(Set task): Begin at the line that has "Target: gray hair" and continue through the end of the entries. Reproduce those lines with "microphone" switched to "mic" and everything else left as is.

===

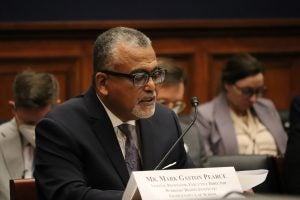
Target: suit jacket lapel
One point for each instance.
(11, 147)
(147, 141)
(104, 131)
(225, 125)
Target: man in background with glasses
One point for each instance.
(239, 120)
(34, 94)
(171, 94)
(88, 146)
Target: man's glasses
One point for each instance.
(177, 106)
(249, 91)
(141, 77)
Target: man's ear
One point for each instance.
(101, 83)
(226, 86)
(12, 105)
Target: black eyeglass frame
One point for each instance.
(133, 75)
(249, 92)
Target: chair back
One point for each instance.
(22, 189)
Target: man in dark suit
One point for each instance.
(292, 155)
(81, 150)
(171, 94)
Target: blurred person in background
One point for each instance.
(34, 94)
(291, 173)
(239, 120)
(171, 94)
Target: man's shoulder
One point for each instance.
(9, 125)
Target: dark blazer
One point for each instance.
(78, 155)
(292, 156)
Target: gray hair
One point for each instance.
(106, 44)
(35, 90)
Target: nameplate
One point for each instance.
(196, 183)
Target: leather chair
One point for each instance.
(272, 184)
(23, 189)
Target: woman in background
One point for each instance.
(238, 120)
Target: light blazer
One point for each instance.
(78, 155)
(218, 131)
(11, 156)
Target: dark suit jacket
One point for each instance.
(216, 126)
(292, 156)
(78, 155)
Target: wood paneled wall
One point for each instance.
(200, 46)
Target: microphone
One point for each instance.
(195, 103)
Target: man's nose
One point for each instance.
(150, 85)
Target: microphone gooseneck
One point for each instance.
(195, 103)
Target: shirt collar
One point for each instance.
(113, 118)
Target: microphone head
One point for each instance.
(194, 101)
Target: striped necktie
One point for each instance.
(132, 158)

===

(Correct response):
Target: gray hair
One point for each instance.
(106, 44)
(35, 90)
Target: nameplate
One point for each instance.
(196, 183)
Target: leather chair
One point for each instance.
(272, 184)
(23, 189)
Target: woman in background
One point for each instance.
(238, 120)
Target: light blazer
One point for each instance.
(78, 155)
(218, 131)
(11, 156)
Target: dark suit jacket
One point for each instance.
(216, 126)
(292, 156)
(78, 155)
Target: wood paneled wall
One point for each instance.
(200, 46)
Target: mic
One point for each instance.
(195, 103)
Target: man's nose
One point for each instance.
(150, 85)
Target: mic gooseneck
One point for each instance.
(195, 103)
Target: shirt collar
One point for each instance.
(113, 118)
Target: mic head
One point for each instance.
(194, 101)
Target: striped necktie
One point for each instance.
(132, 158)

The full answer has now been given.